(Dataset records)
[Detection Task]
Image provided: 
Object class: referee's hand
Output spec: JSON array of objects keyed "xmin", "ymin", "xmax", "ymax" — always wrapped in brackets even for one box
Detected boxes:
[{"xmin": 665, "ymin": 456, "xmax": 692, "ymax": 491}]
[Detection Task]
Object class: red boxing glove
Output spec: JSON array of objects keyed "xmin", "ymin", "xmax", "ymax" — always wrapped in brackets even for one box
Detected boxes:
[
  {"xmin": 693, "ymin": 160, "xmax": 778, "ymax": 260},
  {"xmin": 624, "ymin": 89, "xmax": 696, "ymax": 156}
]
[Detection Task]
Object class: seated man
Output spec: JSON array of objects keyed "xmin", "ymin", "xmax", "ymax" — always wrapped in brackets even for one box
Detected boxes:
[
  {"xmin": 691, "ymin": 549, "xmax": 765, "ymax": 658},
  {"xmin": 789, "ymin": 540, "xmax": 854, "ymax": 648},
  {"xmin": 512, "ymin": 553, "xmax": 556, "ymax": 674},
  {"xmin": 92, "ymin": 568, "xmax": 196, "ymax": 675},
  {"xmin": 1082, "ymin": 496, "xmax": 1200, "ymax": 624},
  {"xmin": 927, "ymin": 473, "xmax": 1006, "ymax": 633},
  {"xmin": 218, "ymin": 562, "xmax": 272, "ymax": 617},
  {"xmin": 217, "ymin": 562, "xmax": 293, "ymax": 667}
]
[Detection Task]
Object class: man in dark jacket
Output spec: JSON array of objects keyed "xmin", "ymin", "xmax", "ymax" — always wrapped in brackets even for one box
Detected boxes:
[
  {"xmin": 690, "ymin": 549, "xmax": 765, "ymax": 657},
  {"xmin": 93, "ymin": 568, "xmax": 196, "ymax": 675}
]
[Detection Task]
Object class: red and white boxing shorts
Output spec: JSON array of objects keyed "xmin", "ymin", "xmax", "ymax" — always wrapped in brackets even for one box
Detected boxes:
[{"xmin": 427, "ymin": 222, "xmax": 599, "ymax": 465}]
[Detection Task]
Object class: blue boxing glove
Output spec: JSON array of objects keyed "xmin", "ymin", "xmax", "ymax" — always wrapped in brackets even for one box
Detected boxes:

TASK DIRECTIONS: Please output the records shown above, with every character intact.

EXERCISE RESPONSE:
[Detection Task]
Image provided: 
Object class: referee's hand
Output spec: JSON array of objects keyed "xmin", "ymin", "xmax", "ymax" — always wrapped in brackets even for one box
Detected boxes:
[{"xmin": 665, "ymin": 456, "xmax": 692, "ymax": 491}]
[Detection Task]
Object class: red boxing glove
Output spec: JSON array of objects keyed "xmin", "ymin", "xmax", "ymax" — always wrapped in brackets even for one box
Detected boxes:
[
  {"xmin": 693, "ymin": 160, "xmax": 778, "ymax": 260},
  {"xmin": 624, "ymin": 89, "xmax": 696, "ymax": 156}
]
[Detection Task]
Object class: seated man
Output spec: JSON array of objects keyed "xmin", "ymin", "xmax", "ymax" — always wrapped in brackets even for one box
Detected boxes:
[
  {"xmin": 691, "ymin": 549, "xmax": 765, "ymax": 658},
  {"xmin": 789, "ymin": 540, "xmax": 854, "ymax": 648},
  {"xmin": 512, "ymin": 553, "xmax": 556, "ymax": 674},
  {"xmin": 92, "ymin": 568, "xmax": 196, "ymax": 675},
  {"xmin": 1082, "ymin": 496, "xmax": 1200, "ymax": 624},
  {"xmin": 927, "ymin": 473, "xmax": 1006, "ymax": 633},
  {"xmin": 218, "ymin": 562, "xmax": 272, "ymax": 617},
  {"xmin": 217, "ymin": 562, "xmax": 293, "ymax": 667}
]
[Detection Task]
Object class: man in dark jacket
Output spec: JSON array of objects keyed "xmin", "ymin", "xmax", "ymax" — always wrapped in brackets even for one box
Detected boxes:
[
  {"xmin": 690, "ymin": 549, "xmax": 765, "ymax": 657},
  {"xmin": 93, "ymin": 568, "xmax": 196, "ymax": 675}
]
[Detection Task]
Object class: red and white boxing shorts
Output spec: JSON array of objects keyed "xmin", "ymin", "xmax", "ymax" — always wrapped in brackets even for one box
Detected boxes:
[{"xmin": 427, "ymin": 222, "xmax": 599, "ymax": 465}]
[Detection Task]
Object class: blue boxing glove
Output spec: JSON array of objects keyed "xmin", "ymin", "xmax", "ymax" — always wrapped in brackets even for one box
Detected boxes:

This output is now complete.